> _TEXT SECTION_:
08/01/2019 by Candace Sorrell 0 Comments
Researchers confirm flies can transfer E. coli from feedlots to produce fields
Along with feedlot dust blowing in the wind and surface irrigation water flowing adjacent to feedlots, flies captured in leafy greens plots near feedlots are capable of transferring E. coli from animal operations to produce fields.
Set for publication in August in the "Journal of Food Protection," new research from a team of experts links contamination of leafy greens with E. coli from concentrated animal feeding operations (CAFOs), also referred to as feedlots, via "pest flies."
"Most fly isolates were the same predominant pulsed-field gel electrophoresis types found in feedlot surface manure and leafy greens, suggesting a possible role for flies in transmitting E. coli O157:H7 to the leafy greens," according to the research abstract.
The report, "Occurrence of Escherichia coli O157:H7 in Pest Flies Captured in Leafy Greens Plots Grown Near a Beef Cattle Feedlot," comes a little more than a year after a 2018 E. coli outbreak linked to romaine lettuce was declared over.
More than 200 people from 36 states were sickened in that outbreak, which was the first of two in 2018 that implicated romaine. Five of the patients in the first outbreak died, according to the Centers for Disease Control and Prevention. The second outbreak, declared over in January this year, sickened 62 people in 16 states. No confirmed deaths were reported.
The romaine implicated in the first 2018 outbreak was from the Yuma, AZ, area. The majority of those romaine fields are near or adjacent to a cattle feedlot that can handle more than 100,000 animals at a time. Many growers use water from open canals that are next to the feedlot to irrigate their fresh produce.
The second outbreak was linked to a grower in California who had an "agricultural water reservoir" where E. coli was found.
In the first outbreak, no single grower, shipper or brand of romaine was specifically identified as the source of the implicated leafy greens. The relatively short shelf life of lettuce and a tangle of incomplete shipping and receiving records, some hand written, made it virtually impossible for outbreak investigators to pinpoint the origin of the romaine.
There was lively debate among growers, government agencies, academics and consumer groups regarding how the romaine in the Yuma area might have become contaminated with the E. coli O157:H7. Winds, however, were known from the beginning to blow through the massive feedlot and toward the open irrigation canals and lettuce fields.
In their study about flies, feedlots and leafy greens, the research team determined the occurrence of E. coli O157:H7 in flies collected in leafy greens fields that were up to 180 meters from a cattle feedlot. The scientists then assessed the flies’ relative risk to transmit the pathogen to the leafy greens.
The risk is present at roughly the same level for four of the five captured fly species: house, face, flesh, and blow flies. The fifth species, stable flies, had lower levels of E. coli. The scientists also discovered the carriage rates for the pathogen were as strong at 180 meters from the feedlot as they were at zero meters.
"Leafy greens are leading vehicles for Escherichia coli O157:H7 foodborne illness. Pest flies can harbor this pathogen and may disseminate it to produce," the researchers reported.
"However, further research is needed to clarify this role and to determine set-back distances between cattle production facilities and produce crops that will reduce the risk for pathogen contamination by challenging mechanisms like flies."

> _RECORD SET_:
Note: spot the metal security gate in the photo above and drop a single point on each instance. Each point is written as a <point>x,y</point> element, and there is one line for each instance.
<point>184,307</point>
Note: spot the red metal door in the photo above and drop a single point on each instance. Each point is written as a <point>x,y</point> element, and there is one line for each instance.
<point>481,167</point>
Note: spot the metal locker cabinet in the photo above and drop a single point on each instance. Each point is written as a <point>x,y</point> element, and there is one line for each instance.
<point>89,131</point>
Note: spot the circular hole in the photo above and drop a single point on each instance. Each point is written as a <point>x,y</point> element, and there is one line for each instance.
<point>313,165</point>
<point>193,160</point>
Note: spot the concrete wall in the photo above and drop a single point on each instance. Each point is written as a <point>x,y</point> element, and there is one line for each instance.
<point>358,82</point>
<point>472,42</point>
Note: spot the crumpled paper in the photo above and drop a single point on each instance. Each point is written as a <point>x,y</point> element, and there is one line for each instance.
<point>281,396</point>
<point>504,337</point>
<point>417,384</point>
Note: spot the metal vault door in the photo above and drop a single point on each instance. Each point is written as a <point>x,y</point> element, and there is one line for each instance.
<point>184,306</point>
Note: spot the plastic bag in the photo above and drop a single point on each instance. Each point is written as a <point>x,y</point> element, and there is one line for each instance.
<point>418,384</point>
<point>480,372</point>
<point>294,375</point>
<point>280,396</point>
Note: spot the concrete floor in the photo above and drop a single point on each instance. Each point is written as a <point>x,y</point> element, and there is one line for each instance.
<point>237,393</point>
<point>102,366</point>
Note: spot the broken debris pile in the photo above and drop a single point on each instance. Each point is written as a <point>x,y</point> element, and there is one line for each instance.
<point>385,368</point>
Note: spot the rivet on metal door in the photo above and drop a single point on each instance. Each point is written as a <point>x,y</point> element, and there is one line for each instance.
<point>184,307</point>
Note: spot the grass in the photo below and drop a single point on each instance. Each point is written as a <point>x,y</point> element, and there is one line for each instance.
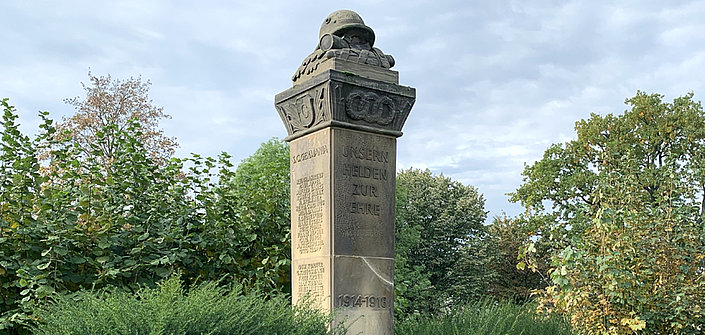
<point>485,318</point>
<point>169,309</point>
<point>214,310</point>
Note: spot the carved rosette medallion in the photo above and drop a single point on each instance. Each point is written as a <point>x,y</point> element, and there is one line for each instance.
<point>305,110</point>
<point>335,98</point>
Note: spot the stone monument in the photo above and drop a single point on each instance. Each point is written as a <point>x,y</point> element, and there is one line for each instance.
<point>343,115</point>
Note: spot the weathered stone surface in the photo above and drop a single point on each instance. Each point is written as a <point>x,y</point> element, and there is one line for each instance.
<point>345,36</point>
<point>364,170</point>
<point>343,116</point>
<point>346,100</point>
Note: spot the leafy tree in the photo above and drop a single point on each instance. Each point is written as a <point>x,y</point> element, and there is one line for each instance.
<point>257,196</point>
<point>82,224</point>
<point>116,102</point>
<point>514,281</point>
<point>626,218</point>
<point>441,242</point>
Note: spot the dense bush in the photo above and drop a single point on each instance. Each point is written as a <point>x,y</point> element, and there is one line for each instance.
<point>625,222</point>
<point>77,220</point>
<point>442,251</point>
<point>205,309</point>
<point>485,317</point>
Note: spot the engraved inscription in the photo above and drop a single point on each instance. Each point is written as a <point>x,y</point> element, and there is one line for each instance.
<point>308,154</point>
<point>364,171</point>
<point>310,203</point>
<point>310,277</point>
<point>358,300</point>
<point>371,107</point>
<point>370,154</point>
<point>365,208</point>
<point>365,190</point>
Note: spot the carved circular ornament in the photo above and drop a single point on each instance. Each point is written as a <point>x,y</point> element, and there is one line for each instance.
<point>370,107</point>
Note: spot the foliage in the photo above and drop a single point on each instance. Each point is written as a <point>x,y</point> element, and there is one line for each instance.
<point>257,195</point>
<point>513,280</point>
<point>485,317</point>
<point>626,218</point>
<point>131,223</point>
<point>204,309</point>
<point>442,244</point>
<point>116,102</point>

> _WHAT TO DO_:
In the article on flies carrying E. coli to produce fields, which of the five captured fly species had lower levels of E. coli?

> _YOUR RESPONSE_:
Stable flies.